→ **Exercise details**
From the first entry to the last, copy the material exactly as it stands.

• • • • •

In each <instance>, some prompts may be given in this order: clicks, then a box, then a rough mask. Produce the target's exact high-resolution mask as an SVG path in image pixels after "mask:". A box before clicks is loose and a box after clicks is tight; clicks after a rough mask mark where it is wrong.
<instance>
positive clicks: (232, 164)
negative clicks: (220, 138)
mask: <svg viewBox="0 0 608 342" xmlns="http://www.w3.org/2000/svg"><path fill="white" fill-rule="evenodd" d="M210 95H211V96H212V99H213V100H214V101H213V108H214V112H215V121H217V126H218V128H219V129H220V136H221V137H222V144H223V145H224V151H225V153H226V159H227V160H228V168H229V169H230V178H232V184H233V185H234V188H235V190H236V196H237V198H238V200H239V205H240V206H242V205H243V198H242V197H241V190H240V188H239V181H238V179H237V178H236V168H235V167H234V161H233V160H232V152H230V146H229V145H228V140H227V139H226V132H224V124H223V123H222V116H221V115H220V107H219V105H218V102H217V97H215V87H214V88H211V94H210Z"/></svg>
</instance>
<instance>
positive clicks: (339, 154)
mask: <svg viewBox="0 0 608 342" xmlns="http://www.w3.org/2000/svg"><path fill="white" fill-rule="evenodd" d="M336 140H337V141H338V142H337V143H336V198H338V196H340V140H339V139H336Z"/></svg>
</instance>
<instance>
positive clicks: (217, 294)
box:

• • • • •

→ **Task result**
In each <instance>, some prompts may be given in this order: clicks, then a box, then a rough mask. Produce the target's exact high-resolution mask as an SVG path in image pixels after "mask:". A box before clicks is loose and a box after clicks is tight; clicks after a rough mask mark where it is wrong.
<instance>
positive clicks: (232, 164)
negative clicks: (220, 138)
mask: <svg viewBox="0 0 608 342" xmlns="http://www.w3.org/2000/svg"><path fill="white" fill-rule="evenodd" d="M210 95H211V96H212V99H213V100H214V101H213V108H214V112H215V121H217V126H218V128H219V129H220V136H221V137H222V144H223V145H224V151H225V153H226V159H227V160H228V168H229V169H230V178H232V184H233V185H234V188H235V190H236V196H237V198H238V200H239V205H240V206H242V205H243V198H242V197H241V190H240V188H239V181H238V179H237V178H236V168H235V167H234V161H233V160H232V152H230V146H229V145H228V140H227V139H226V132H224V124H223V123H222V116H221V115H220V107H219V105H218V102H217V97H215V87H214V88H211V94H210Z"/></svg>
</instance>
<instance>
positive clicks: (339, 154)
mask: <svg viewBox="0 0 608 342" xmlns="http://www.w3.org/2000/svg"><path fill="white" fill-rule="evenodd" d="M336 140H337V141H338V142H337V143H336V198H338V196H340V140H339V139H336Z"/></svg>
</instance>
<instance>
positive clicks: (217, 294)
box:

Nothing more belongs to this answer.